Render the records below as a numbered list with blank lines left out, and omit the pictures from your answer.
>> BEGIN Material supplied
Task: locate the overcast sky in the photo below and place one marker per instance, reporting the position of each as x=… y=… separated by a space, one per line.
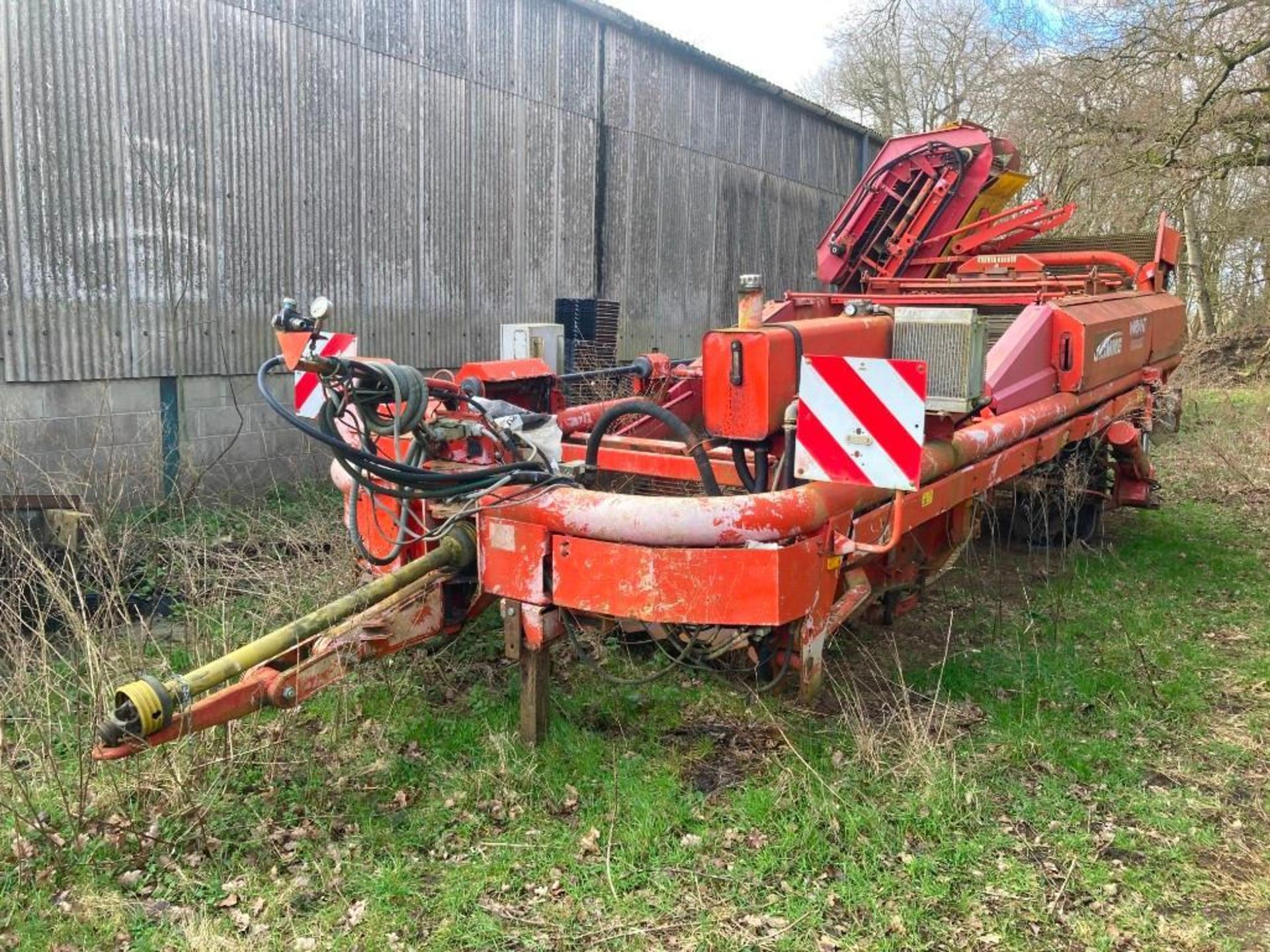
x=779 y=40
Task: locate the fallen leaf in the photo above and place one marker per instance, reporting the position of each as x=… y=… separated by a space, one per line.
x=22 y=848
x=589 y=843
x=355 y=914
x=571 y=799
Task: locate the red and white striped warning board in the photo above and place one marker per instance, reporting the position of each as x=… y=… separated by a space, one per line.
x=309 y=397
x=861 y=420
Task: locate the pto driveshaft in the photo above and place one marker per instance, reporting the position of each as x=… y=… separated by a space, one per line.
x=146 y=706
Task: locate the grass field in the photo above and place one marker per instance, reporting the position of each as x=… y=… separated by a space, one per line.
x=1056 y=752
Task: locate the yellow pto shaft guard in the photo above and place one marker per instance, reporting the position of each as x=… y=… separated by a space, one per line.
x=146 y=706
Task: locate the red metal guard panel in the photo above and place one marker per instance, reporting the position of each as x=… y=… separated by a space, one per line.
x=512 y=559
x=861 y=422
x=760 y=586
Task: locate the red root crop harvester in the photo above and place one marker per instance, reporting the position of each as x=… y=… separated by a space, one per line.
x=820 y=460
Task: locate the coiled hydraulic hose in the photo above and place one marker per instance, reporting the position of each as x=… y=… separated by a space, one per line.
x=647 y=408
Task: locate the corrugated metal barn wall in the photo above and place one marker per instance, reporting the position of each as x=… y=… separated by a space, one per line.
x=172 y=168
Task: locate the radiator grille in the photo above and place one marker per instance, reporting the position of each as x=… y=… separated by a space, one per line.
x=952 y=342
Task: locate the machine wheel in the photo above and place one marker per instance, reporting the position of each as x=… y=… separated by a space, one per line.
x=1066 y=506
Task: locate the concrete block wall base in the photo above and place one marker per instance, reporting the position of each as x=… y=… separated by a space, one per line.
x=103 y=440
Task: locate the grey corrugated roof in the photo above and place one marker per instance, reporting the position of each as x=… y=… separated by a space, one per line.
x=648 y=31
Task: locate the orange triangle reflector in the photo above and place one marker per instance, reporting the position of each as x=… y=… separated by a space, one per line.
x=292 y=344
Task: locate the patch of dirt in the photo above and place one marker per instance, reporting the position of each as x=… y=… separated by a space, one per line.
x=734 y=750
x=1235 y=358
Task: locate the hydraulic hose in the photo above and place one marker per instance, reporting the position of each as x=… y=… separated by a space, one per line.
x=753 y=481
x=149 y=705
x=647 y=408
x=400 y=479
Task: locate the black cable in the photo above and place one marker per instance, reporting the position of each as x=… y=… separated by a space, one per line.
x=753 y=481
x=676 y=660
x=372 y=387
x=647 y=408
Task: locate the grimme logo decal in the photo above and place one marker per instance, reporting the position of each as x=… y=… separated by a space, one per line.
x=1111 y=346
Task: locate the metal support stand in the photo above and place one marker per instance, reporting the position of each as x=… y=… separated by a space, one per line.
x=535 y=694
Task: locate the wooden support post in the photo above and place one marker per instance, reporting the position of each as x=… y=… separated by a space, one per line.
x=535 y=694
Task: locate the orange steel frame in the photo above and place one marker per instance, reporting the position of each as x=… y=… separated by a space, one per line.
x=554 y=554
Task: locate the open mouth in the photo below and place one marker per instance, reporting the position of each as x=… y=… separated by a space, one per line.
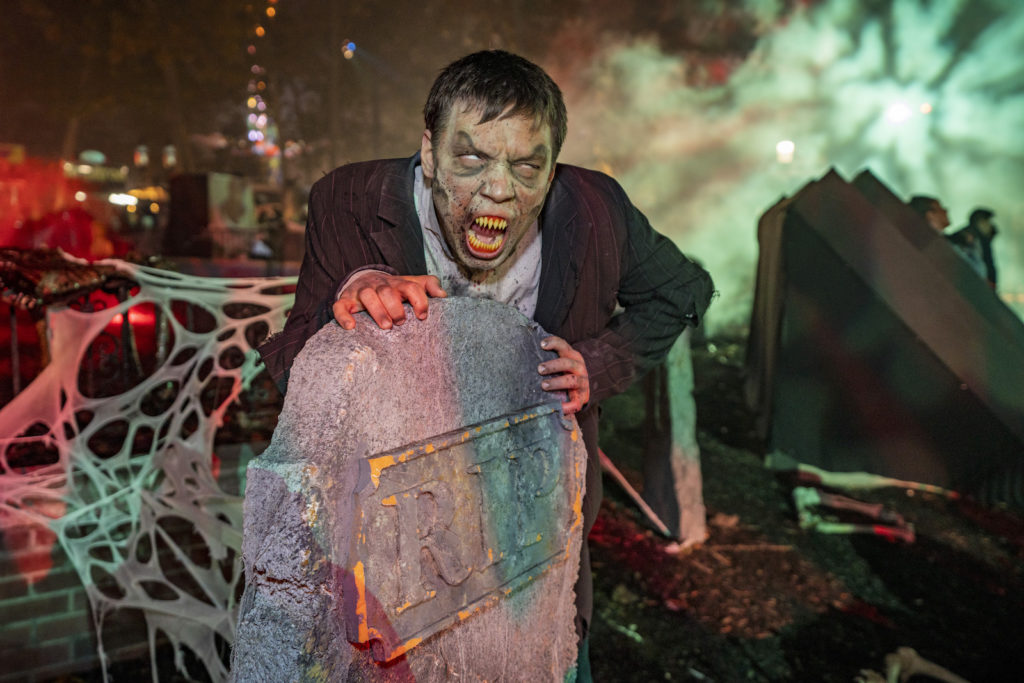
>> END Material supplied
- **Written solution**
1. Task: locate the overcast sky in the photo below and place one marker per instance, reporting the position of each as x=… y=… separated by a space, one per line.
2. x=779 y=40
3. Task: locate the fallen leaf in the photo above and place one marker per instance, reporting the position of each as x=… y=… separated by a space, one per line.
4. x=22 y=848
5. x=589 y=843
6. x=355 y=914
7. x=571 y=799
8. Task: locate the red and white striped warning board in the photo above and place one marker per instance, reporting the position of each as x=… y=… separated by a space, one per line.
9. x=309 y=397
10. x=861 y=420
11. Task: locate the pto driveshaft in the photo above and place one marker per instance, reporting the position of each as x=… y=… separated by a space, one per line.
12. x=146 y=706
13. Task: locate the grass field in the photo above and place one marker per instance, reporting the position of each as x=… y=… separated by a space, one per line.
14. x=1056 y=752
15. Task: locate the yellow pto shaft guard in the photo above and place one marker per instance, reporting the position of each as x=… y=… separated by a space, one per line.
16. x=146 y=706
17. Task: locate the red metal guard panel in the photo above and place one marker per instance, reporting the position of each as x=… y=… separated by a space, one per line.
18. x=512 y=559
19. x=861 y=422
20. x=760 y=586
21. Task: locate the red root crop harvester in the photo above and place one marker per instance, reporting the position of each as x=… y=… separated by a space, one per line.
22. x=820 y=460
23. Task: locate the coiled hydraulic hose in the photo above and place one marker per instance, reporting the position of each as x=… y=… separated by a space, one per line.
24. x=647 y=408
25. Task: locate the corrugated metal barn wall in the photo above and place one marker per instance, reporting the position of each as x=… y=… separated by a space, one per line.
26. x=172 y=168
27. Task: locate the radiator grille in the photo above and place one marker per instance, reporting the position of each as x=… y=… separated by a space, one per line.
28. x=952 y=342
29. Task: locate the machine wheel in the photo above and place one marker per instance, reporting the position of each as x=… y=… separated by a space, one per line.
30. x=1066 y=506
31. Task: locate the concrete block wall base in the photo above and place one marker per instance, reporting the position of each as x=… y=… separated by a space, one per line.
32. x=103 y=440
33. Task: locate the grey corrugated roof in the photo above and place one marker per instance, reporting the position of each as x=… y=… separated by a space, one per line.
34. x=648 y=31
35. Task: locate the orange triangle reflector in the photo above and place one marker per instance, reporting the position of each as x=… y=… separated by a space, one per line.
36. x=292 y=344
37. Task: locate the patch of dirt in the photo above and place one marker per instance, reporting the position of each as x=… y=… separated by a space, one per line.
38. x=734 y=750
39. x=1235 y=358
40. Task: locate the hydraulic hose in the photo above and place one marker per instance, reporting the position of each as x=… y=… separated by a space, one per line.
41. x=753 y=481
42. x=149 y=705
43. x=647 y=408
44. x=400 y=479
45. Task: locate the black cable in the photo above and place one marker per instance, reporting the position of each as x=… y=… separated by a space, one per line.
46. x=753 y=481
47. x=676 y=660
48. x=372 y=387
49. x=647 y=408
50. Task: locate the grimme logo decal in the photo above and place one marker per instance, reporting the position of each as x=… y=… separated by a space, one per line.
51. x=1111 y=346
52. Task: locate the metal support stand in the photo above and place one marker per instance, reporting the position of each as x=… y=… separated by a space, one per line.
53. x=535 y=694
54. Task: locate the wooden support post in the photo above and place one marker per instance, reporting the position of each as x=… y=… separated by a space, one per line.
55. x=535 y=694
56. Task: locate the orange steel frame in the photo above and place one marker per instance, reporting the position of each as x=… y=… separated by a space, one per line.
57. x=554 y=554
58. Task: locate the open mouth in the photo below and place one marker per instance, reporting the position of each as x=… y=… separated by a space, one per line.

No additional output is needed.